◆ **What you are asked to do**
Reproduce the data below word for word, leaving out the pictures.
+++ Exercise inputs
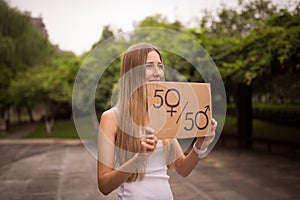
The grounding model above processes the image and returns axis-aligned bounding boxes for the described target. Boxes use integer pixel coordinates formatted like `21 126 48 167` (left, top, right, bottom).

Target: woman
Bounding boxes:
98 43 217 199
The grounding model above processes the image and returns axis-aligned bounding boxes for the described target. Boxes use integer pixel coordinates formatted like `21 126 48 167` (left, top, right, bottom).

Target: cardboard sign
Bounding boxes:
147 82 212 139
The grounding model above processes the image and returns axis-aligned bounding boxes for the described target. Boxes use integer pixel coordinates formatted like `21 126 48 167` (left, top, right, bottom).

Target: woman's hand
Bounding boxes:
195 118 218 151
140 127 157 153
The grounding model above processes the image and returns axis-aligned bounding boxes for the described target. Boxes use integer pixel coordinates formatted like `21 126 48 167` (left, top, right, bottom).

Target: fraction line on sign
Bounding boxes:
176 101 189 124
++++++
◆ **Response to this task**
The grounding model above processes the image and returns axis-aligned bounding boxes for the described target. Boxes use integer pixel coordinates formatted like `21 126 48 167` (left, top, right, bottom).

Target: woman
Bounding boxes:
98 43 217 199
The grounding model above processes the image and returns axis-aligned bounding boxes for the described target. Boxes use integer pixel coordinates formatted like `21 126 48 167` (left, top, right, bottom).

Target: cardboard sign
Bounding boxes:
147 82 212 139
The grounding model above processes the image and returns axis-aligned bounding boxes for the described target. Boxes use integer pixel coordinates formatted like `21 126 48 167` (left, top, right, bottom).

Target: woman's hand
Bounding boxes:
195 118 218 151
140 127 157 153
The grounding model above processes the image and returns axis-aligned bounding boxes for the described target. Boxes use integer pixel coordinates formatted like `21 126 48 167` (left, top, right, bottom).

Target: fraction line on sign
Bounding boxes:
176 101 189 124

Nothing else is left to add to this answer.